▶ _The request_
Restate all of the data exactly.

▶ _Exercise inputs_

○ ○ ○

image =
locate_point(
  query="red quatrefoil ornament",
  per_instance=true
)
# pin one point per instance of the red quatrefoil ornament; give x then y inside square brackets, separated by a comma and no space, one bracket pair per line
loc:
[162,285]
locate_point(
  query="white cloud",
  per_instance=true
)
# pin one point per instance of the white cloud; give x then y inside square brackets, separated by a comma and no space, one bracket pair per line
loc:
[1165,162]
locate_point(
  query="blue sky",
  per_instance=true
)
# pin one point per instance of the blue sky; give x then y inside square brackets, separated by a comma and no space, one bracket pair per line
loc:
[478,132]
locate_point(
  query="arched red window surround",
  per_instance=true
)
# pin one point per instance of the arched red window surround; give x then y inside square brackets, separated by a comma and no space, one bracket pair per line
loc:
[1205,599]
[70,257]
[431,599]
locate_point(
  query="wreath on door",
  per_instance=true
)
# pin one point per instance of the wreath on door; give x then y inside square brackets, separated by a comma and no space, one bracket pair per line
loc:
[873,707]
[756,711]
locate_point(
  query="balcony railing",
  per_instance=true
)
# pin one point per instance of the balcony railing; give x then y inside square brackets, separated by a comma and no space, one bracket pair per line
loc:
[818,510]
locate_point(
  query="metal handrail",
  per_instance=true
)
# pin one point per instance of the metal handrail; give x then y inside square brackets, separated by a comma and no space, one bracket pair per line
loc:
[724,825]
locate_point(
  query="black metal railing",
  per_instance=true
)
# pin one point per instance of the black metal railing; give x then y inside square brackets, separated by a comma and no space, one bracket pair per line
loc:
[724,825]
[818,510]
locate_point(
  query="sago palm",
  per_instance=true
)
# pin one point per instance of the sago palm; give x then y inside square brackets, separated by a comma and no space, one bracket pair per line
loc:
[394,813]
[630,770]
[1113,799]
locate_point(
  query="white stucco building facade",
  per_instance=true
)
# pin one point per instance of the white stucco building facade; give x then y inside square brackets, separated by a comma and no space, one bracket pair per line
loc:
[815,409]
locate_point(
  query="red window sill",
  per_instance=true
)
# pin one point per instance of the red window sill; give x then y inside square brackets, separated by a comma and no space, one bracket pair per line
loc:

○ ○ ○

▶ _In response_
image =
locate_point(
  query="red quatrefoil ornament",
  per_instance=true
)
# pin one point per instance of the red quatrefoil ornament; give x then y inside square brackets, separated by a comma and no space, one bracket pair per line
loc:
[162,285]
locate_point(
  query="white cloud",
  per_instance=true
)
# pin one point per instance of the white cloud; give x then y inside square brackets, separated by a comma and no space, one bracket pair per line
loc:
[1165,162]
locate_point(
  query="blue sky",
  per_instance=true
)
# pin one point per instance of the blue sky; give x then y inside square brackets, separated by a comma and no space, one bracket pair per line
loc:
[478,132]
locate_point(
  query="arched red window surround",
  per_instance=true
)
# pin one point per instance of the arched red window surround; give x then y inside square brackets, separated by a comma and no space, one bracket pair per line
loc:
[1205,599]
[70,257]
[431,599]
locate_point(
  query="wreath on door",
  per_instance=true
)
# pin one point per instance of the wreath on door; give x then y inside square brackets, separated by a comma and no space, one bracket pair per line
loc:
[873,707]
[756,711]
locate_point(
  query="balcony railing",
  per_instance=true
)
# pin one point per instance of the balcony railing; give x then y inside square brackets, separated by a comma and no space, one bracket pair per line
loc:
[818,510]
locate_point(
  query="metal handrail",
  per_instance=true
)
# pin one point per instance of the metal handrail; give x then y inside square brackets, separated by a comma and no space, one bracket pair per line
loc:
[724,825]
locate_point(
  query="black metal railing",
  per_instance=true
)
# pin one point per instance of the black metal railing; give x then y inside square brackets, separated by a comma and no space, one bracket pair per line
loc:
[724,825]
[818,510]
locate_point(
  query="sago palm",
  per_instance=true
)
# pin one point per instance of the sago palm; give x then y inside square brackets, separated by a comma and no space, one bracket pair per line
loc:
[394,813]
[630,770]
[1113,799]
locate_point(
  query="white stucco building facade",
  per_instance=true
)
# pin one point per instance of the white stucco building facade; give x then y inside square brackets, separated by a comma and no space, one bracket pair per line
loc:
[815,409]
locate_point(
  query="red window sill",
  per_instance=true
)
# pin one point per instance of the red window sill; give x then y inside square brackets, separated by a comma and no space, one bracket pair per line
loc:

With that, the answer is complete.